WORK TO COMPLETE
Would you please retype, exactly, the lines of the listing below between the line with "positive clicks: (936, 448)" and the line with "box: [255, 55, 550, 122]", inclusive?

EXERCISE DATA
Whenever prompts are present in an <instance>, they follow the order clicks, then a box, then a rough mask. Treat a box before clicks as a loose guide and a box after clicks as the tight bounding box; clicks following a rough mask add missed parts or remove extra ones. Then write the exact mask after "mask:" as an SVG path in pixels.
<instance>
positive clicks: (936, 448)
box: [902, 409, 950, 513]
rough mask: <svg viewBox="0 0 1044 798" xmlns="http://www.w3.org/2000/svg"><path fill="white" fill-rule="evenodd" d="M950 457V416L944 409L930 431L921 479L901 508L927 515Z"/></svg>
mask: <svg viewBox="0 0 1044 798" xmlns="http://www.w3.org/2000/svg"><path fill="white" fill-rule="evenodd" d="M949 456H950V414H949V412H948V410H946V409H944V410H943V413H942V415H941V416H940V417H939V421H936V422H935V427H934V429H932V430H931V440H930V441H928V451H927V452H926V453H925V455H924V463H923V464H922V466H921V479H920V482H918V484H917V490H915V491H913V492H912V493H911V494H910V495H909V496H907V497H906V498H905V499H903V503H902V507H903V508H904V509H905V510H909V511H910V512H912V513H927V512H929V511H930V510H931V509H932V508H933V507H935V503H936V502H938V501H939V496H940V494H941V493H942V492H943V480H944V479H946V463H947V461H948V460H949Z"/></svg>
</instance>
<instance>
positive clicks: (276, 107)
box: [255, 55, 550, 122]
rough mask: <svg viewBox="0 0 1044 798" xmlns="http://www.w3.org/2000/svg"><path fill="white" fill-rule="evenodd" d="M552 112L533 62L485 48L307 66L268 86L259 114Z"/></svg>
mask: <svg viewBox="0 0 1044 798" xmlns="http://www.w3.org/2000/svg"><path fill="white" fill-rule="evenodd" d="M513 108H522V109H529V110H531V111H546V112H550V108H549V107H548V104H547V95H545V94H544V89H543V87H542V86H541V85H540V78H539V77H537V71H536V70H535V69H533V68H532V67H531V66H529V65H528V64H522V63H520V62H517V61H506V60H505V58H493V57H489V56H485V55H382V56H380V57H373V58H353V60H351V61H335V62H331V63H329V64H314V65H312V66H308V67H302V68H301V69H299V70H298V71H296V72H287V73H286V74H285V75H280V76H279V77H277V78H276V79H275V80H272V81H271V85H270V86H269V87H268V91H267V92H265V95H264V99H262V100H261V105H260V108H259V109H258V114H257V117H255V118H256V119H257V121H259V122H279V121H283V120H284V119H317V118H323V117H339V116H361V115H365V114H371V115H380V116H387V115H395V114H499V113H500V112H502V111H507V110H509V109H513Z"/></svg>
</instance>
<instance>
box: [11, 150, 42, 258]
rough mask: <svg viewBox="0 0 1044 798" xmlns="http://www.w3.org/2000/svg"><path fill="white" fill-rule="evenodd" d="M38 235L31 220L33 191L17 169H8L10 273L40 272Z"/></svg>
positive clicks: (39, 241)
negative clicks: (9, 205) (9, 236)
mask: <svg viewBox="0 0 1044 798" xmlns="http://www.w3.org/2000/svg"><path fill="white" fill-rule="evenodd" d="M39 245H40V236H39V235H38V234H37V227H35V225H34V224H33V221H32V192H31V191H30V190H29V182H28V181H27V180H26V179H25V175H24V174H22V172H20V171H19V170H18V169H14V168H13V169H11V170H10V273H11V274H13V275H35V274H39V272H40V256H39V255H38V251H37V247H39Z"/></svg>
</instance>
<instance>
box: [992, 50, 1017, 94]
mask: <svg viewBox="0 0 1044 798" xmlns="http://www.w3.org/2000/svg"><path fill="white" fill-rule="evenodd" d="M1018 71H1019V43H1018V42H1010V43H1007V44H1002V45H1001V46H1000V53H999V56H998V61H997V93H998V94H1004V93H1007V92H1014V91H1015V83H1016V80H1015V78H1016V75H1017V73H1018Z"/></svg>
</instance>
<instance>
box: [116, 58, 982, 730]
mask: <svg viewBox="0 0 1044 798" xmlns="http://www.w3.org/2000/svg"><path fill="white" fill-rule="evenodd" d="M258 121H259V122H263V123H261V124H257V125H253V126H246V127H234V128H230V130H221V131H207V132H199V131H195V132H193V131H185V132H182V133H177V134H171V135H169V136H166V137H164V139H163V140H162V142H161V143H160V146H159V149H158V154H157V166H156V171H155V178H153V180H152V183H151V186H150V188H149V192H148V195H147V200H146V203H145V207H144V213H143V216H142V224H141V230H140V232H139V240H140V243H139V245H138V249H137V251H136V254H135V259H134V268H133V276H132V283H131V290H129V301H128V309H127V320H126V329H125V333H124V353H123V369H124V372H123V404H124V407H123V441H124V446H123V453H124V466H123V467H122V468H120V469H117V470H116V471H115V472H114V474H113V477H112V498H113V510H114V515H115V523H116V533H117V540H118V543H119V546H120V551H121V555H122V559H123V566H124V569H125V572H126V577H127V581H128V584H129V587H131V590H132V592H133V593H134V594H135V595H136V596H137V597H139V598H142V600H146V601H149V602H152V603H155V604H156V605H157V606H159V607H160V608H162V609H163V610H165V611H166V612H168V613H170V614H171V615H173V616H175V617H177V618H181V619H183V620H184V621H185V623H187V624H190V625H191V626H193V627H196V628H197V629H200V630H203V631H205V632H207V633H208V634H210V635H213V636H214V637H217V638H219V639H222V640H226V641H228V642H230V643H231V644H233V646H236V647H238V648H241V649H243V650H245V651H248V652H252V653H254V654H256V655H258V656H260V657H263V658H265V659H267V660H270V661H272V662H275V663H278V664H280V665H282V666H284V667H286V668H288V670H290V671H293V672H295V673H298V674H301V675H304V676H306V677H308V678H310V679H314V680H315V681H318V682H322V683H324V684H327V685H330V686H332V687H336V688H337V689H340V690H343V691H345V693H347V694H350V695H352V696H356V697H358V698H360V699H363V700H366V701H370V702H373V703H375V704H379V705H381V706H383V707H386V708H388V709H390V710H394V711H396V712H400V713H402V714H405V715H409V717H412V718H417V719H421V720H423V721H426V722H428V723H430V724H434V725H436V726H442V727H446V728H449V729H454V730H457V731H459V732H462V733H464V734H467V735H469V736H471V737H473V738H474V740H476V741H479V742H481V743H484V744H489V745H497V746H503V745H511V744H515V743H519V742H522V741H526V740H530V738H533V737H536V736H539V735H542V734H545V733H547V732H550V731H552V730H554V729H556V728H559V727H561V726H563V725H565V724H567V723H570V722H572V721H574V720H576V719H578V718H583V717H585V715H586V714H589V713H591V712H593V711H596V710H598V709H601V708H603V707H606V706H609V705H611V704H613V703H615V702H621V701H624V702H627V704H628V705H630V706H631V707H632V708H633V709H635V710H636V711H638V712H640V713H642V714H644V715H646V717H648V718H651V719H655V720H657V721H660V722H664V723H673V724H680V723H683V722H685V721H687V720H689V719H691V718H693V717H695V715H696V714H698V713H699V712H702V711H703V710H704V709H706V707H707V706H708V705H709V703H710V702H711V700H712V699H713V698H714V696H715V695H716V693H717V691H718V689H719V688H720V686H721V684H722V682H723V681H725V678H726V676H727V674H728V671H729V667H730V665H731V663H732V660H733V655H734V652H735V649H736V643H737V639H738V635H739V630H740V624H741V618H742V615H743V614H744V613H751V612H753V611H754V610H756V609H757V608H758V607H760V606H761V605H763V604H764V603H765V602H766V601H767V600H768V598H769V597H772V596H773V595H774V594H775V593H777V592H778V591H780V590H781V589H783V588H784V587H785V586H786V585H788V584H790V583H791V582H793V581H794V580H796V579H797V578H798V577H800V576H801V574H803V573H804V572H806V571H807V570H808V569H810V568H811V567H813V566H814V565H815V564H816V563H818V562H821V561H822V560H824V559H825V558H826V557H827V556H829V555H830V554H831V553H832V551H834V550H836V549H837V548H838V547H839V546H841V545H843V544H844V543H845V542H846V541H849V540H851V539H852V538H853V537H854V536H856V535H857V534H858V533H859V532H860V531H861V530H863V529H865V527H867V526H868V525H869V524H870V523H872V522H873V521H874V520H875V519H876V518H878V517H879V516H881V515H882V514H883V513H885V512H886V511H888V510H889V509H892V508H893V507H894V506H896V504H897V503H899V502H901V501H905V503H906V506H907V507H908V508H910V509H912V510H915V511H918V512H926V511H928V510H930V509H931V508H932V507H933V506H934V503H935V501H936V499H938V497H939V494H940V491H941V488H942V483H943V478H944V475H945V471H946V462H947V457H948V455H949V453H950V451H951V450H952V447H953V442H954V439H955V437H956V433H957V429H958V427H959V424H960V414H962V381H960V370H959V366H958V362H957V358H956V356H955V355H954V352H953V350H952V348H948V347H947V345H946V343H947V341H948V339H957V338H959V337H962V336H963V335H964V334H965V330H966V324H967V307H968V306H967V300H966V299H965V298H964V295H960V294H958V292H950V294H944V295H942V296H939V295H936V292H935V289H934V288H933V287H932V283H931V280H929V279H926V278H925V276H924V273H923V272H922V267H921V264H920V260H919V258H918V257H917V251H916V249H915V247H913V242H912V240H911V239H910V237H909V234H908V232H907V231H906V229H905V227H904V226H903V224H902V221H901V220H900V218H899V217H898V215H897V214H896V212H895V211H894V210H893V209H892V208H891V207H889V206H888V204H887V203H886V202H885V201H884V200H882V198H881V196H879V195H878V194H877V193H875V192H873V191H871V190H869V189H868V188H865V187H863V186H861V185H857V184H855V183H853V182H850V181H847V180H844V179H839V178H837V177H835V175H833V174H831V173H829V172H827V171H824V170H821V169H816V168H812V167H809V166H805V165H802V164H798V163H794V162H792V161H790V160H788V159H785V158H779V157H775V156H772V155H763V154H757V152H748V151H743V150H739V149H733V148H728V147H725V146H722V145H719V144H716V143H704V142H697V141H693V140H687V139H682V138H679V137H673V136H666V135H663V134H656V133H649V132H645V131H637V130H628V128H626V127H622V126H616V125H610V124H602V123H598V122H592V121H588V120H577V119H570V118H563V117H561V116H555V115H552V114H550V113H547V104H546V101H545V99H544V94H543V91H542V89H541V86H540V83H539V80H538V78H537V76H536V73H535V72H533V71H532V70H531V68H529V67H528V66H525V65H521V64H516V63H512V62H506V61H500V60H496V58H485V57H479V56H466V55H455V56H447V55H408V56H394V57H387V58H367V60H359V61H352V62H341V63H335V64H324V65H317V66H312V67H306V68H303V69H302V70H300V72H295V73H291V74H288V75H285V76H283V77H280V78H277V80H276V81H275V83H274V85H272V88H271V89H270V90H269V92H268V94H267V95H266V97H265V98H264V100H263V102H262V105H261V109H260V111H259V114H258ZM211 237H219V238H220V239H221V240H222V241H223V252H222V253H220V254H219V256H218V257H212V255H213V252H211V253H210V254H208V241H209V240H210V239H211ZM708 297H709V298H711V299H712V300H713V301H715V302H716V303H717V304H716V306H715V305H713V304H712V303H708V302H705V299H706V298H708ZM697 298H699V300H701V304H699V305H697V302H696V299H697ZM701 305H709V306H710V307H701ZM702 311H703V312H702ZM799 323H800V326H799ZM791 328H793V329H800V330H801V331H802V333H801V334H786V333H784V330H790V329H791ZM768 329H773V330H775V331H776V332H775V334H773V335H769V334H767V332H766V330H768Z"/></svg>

ANSWER BOX
positive clicks: (936, 448)
box: [902, 409, 950, 513]
rough mask: <svg viewBox="0 0 1044 798" xmlns="http://www.w3.org/2000/svg"><path fill="white" fill-rule="evenodd" d="M950 457V416L944 409L930 431L921 479L901 508L927 515Z"/></svg>
mask: <svg viewBox="0 0 1044 798" xmlns="http://www.w3.org/2000/svg"><path fill="white" fill-rule="evenodd" d="M949 456H950V414H949V412H948V410H946V409H944V410H943V413H942V415H941V416H940V417H939V421H936V422H935V427H934V429H932V430H931V440H930V441H928V451H927V452H926V453H925V455H924V463H923V464H922V466H921V479H920V482H918V484H917V490H915V491H913V492H912V493H911V494H910V495H909V496H907V497H906V498H905V499H903V503H902V507H903V508H904V509H905V510H909V511H910V512H912V513H927V512H929V511H930V510H931V509H932V508H933V507H935V503H936V502H938V501H939V496H940V494H941V493H942V492H943V480H944V479H946V463H947V461H948V460H949Z"/></svg>
</instance>
<instance>
positive clicks: (276, 107)
box: [255, 55, 550, 122]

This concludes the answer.